* _Written request_: Could you reproduce every line of the data below verbatim, changing nothing?

* _Given records_:
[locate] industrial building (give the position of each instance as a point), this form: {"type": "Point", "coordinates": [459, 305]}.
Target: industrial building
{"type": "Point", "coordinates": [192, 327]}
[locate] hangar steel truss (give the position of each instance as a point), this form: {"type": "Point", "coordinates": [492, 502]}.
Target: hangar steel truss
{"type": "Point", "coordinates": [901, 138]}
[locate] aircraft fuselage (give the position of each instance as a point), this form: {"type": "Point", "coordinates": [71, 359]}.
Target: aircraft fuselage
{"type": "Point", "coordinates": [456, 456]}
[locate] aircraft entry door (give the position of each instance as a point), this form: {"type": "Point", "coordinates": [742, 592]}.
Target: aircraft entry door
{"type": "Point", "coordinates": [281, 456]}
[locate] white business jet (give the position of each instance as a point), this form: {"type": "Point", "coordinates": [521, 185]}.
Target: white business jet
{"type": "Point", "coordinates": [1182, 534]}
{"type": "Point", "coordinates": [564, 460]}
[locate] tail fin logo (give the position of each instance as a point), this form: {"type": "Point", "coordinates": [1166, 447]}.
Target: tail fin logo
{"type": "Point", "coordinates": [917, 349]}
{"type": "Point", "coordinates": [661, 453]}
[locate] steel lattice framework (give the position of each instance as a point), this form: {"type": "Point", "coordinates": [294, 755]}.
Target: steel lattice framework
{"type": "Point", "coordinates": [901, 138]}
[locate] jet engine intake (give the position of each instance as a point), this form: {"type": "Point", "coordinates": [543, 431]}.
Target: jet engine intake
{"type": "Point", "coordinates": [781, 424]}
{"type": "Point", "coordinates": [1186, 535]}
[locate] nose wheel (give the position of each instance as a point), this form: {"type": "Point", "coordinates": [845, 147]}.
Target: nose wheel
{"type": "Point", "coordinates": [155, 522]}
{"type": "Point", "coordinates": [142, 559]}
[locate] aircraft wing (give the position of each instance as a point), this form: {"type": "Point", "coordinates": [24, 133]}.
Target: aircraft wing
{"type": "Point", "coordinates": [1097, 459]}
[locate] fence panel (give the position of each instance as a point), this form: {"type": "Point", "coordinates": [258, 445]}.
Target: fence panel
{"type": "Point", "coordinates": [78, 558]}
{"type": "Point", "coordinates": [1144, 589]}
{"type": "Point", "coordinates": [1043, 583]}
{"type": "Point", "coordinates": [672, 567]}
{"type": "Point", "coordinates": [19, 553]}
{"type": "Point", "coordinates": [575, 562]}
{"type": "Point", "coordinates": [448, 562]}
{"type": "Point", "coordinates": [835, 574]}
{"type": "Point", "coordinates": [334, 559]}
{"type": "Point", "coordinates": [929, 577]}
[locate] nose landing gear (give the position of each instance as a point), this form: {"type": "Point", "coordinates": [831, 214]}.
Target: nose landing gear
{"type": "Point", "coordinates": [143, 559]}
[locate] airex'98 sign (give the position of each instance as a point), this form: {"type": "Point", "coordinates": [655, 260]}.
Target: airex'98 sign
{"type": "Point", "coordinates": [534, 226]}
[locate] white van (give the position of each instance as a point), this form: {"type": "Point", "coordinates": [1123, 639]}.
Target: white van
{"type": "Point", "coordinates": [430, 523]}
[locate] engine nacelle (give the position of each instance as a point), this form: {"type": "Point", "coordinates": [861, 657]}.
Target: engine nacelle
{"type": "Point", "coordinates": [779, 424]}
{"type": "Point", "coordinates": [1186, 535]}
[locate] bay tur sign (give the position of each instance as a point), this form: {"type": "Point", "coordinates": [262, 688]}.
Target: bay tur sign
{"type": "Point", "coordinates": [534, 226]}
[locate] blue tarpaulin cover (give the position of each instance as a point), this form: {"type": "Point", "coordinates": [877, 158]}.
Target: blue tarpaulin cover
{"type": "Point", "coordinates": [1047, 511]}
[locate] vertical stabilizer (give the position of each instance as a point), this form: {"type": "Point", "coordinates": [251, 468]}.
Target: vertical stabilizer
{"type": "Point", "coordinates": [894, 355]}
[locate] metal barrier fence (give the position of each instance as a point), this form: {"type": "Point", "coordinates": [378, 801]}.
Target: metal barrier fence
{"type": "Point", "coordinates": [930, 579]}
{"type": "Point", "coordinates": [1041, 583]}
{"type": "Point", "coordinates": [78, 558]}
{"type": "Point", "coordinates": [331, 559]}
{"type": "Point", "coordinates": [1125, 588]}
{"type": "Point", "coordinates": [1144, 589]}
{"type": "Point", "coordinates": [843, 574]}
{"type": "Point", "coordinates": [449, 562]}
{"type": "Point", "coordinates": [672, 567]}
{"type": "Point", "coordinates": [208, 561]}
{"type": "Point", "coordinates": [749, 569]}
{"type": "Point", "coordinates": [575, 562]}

* _Exercise answer_:
[locate] industrial building (give the position of each instance as a point), this form: {"type": "Point", "coordinates": [459, 305]}.
Target: industrial building
{"type": "Point", "coordinates": [192, 327]}
[locate] hangar steel truss (give the position of each instance as a point), this form: {"type": "Point", "coordinates": [492, 502]}.
Target: hangar steel truss
{"type": "Point", "coordinates": [901, 138]}
[locate] aircraft fuselage (give the position of each instance as a point), this form: {"type": "Point", "coordinates": [71, 359]}.
Target: aircraft fuselage
{"type": "Point", "coordinates": [456, 456]}
[locate] aircraft entry door (give the position of each instance as a point), this form: {"type": "Point", "coordinates": [742, 592]}.
Target: aircraft entry door
{"type": "Point", "coordinates": [281, 456]}
[locate] white business jet (give the position of each instance as a point), this form: {"type": "Point", "coordinates": [521, 185]}.
Target: white business jet
{"type": "Point", "coordinates": [1182, 534]}
{"type": "Point", "coordinates": [564, 460]}
[locate] tail fin logo (give the position of each instance as a point), this form: {"type": "Point", "coordinates": [1166, 447]}.
Target: tail fin logo
{"type": "Point", "coordinates": [917, 349]}
{"type": "Point", "coordinates": [661, 453]}
[locate] steel lattice framework (give the position of each instance as a point), this form: {"type": "Point", "coordinates": [294, 755]}.
Target: steel lattice framework
{"type": "Point", "coordinates": [901, 138]}
[locate] jet engine intake (give the position of each instance as a point), this form: {"type": "Point", "coordinates": [543, 431]}.
Target: jet engine intake
{"type": "Point", "coordinates": [781, 424]}
{"type": "Point", "coordinates": [1186, 535]}
[locate] nose wheel (give the position of each instance as a point), this form: {"type": "Point", "coordinates": [845, 147]}.
Target: nose wheel
{"type": "Point", "coordinates": [155, 522]}
{"type": "Point", "coordinates": [142, 559]}
[locate] aircraft wing (give the position of each instance as a point), this form: {"type": "Point", "coordinates": [24, 133]}.
Target: aircraft wing
{"type": "Point", "coordinates": [1097, 459]}
[locate] fence panel (give the position of each instance as a point), this form: {"type": "Point", "coordinates": [258, 445]}.
Target: fence panel
{"type": "Point", "coordinates": [78, 558]}
{"type": "Point", "coordinates": [1144, 589]}
{"type": "Point", "coordinates": [1043, 583]}
{"type": "Point", "coordinates": [672, 567]}
{"type": "Point", "coordinates": [19, 553]}
{"type": "Point", "coordinates": [575, 562]}
{"type": "Point", "coordinates": [448, 562]}
{"type": "Point", "coordinates": [835, 574]}
{"type": "Point", "coordinates": [334, 559]}
{"type": "Point", "coordinates": [929, 577]}
[locate] nose landing gear (give the position of each instance as a point), this form: {"type": "Point", "coordinates": [831, 214]}.
Target: nose landing gear
{"type": "Point", "coordinates": [143, 559]}
[locate] airex'98 sign (give the position of each instance as a point), this form: {"type": "Point", "coordinates": [655, 260]}.
Target: airex'98 sign
{"type": "Point", "coordinates": [534, 226]}
[locate] white van (give the position of each instance as a point), this form: {"type": "Point", "coordinates": [1123, 639]}.
Target: white van
{"type": "Point", "coordinates": [430, 523]}
[locate] engine nacelle (give the position of each instance as a point), this form: {"type": "Point", "coordinates": [861, 657]}.
Target: engine nacelle
{"type": "Point", "coordinates": [779, 424]}
{"type": "Point", "coordinates": [1186, 535]}
[locate] bay tur sign (give the position of each instance as a point), this form: {"type": "Point", "coordinates": [262, 688]}.
Target: bay tur sign
{"type": "Point", "coordinates": [534, 226]}
[locate] blue tarpaulin cover (give the position of each instance as a point), this form: {"type": "Point", "coordinates": [877, 158]}.
Target: blue tarpaulin cover
{"type": "Point", "coordinates": [1047, 511]}
[locate] vertical stabilizer (give the position of each instance as a point), this form: {"type": "Point", "coordinates": [251, 468]}.
Target: vertical stabilizer
{"type": "Point", "coordinates": [894, 355]}
[locate] metal barrier fence (give the position of each instance as a point), this form: {"type": "Point", "coordinates": [378, 801]}.
Target: metal barrier fence
{"type": "Point", "coordinates": [930, 579]}
{"type": "Point", "coordinates": [1041, 583]}
{"type": "Point", "coordinates": [78, 558]}
{"type": "Point", "coordinates": [331, 559]}
{"type": "Point", "coordinates": [1125, 588]}
{"type": "Point", "coordinates": [1144, 589]}
{"type": "Point", "coordinates": [843, 574]}
{"type": "Point", "coordinates": [449, 562]}
{"type": "Point", "coordinates": [672, 567]}
{"type": "Point", "coordinates": [208, 561]}
{"type": "Point", "coordinates": [749, 569]}
{"type": "Point", "coordinates": [575, 562]}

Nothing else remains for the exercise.